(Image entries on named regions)
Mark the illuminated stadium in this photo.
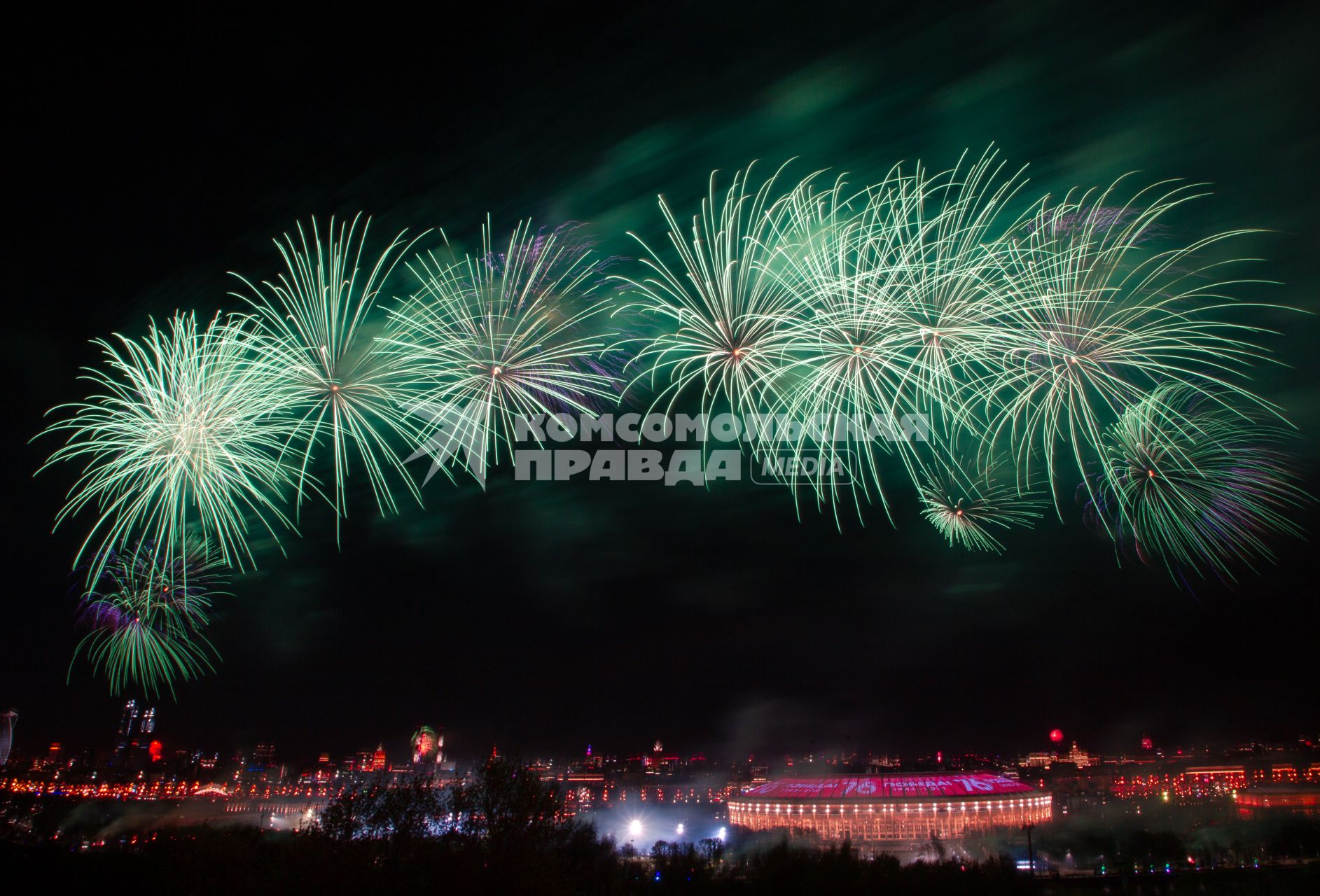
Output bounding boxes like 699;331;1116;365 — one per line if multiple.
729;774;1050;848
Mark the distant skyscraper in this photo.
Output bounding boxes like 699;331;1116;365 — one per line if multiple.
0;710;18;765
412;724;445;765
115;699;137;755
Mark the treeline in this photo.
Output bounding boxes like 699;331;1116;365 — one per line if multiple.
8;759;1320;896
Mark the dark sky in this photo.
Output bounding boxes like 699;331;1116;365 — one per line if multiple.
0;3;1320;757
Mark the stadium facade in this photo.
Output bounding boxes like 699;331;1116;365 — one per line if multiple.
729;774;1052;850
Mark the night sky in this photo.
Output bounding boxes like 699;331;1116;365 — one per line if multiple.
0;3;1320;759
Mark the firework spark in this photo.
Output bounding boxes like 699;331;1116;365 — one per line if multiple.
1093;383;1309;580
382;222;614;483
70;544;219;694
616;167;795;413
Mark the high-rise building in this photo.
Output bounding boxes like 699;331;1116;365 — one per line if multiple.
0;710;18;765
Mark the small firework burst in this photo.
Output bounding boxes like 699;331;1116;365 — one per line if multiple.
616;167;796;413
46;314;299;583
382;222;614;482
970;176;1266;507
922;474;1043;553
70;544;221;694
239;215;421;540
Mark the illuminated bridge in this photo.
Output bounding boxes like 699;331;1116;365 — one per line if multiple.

Prompt:
Please print all of these records again, line for line as they appear, leaving out the pictures.

Solved exercise:
Mark the illuminated stadium in this photo.
Output bounding boxes like 699;331;1116;365 — one per line if multiple.
729;774;1050;848
Mark the distant skyscraper in this photo.
Output bounding boxes like 699;331;1116;365 — one per line if multiple.
0;710;18;765
412;724;445;765
115;699;137;755
Mark the treeline in this photo.
Output bounding boxes like 699;331;1116;365 — one per line if multiple.
8;759;1320;896
Mark the dark sky in this photo.
Output bounding boxes like 699;331;1116;365 — one per line if multiple.
0;3;1320;757
Mark the stadium facade in this photo.
Output bounding boxes like 699;331;1116;365 — one per line if multiple.
729;774;1052;850
Mark the night sky in this photo.
Output bounding boxes like 699;331;1116;365 — one per line if multiple.
0;3;1320;759
Mark the firework spark in this photo.
Output bounding boxes like 699;331;1116;365 — one per line if multiple.
1093;383;1309;580
382;222;614;483
70;544;219;694
616;167;795;413
Mark the high-rise building in this photo.
Output bounding boxes like 699;331;1116;365 — one per line if multiple.
0;710;18;765
Mark the small firework burst in this photo.
Output bounding boxes like 699;331;1116;365 — one per line if multiple.
616;167;796;413
46;314;299;583
382;222;614;482
970;176;1266;507
922;474;1043;553
70;544;221;694
239;215;421;540
Mark the illuminated bridge in this photo.
Output bounding boxes like 699;331;1116;365 — one per line if multiple.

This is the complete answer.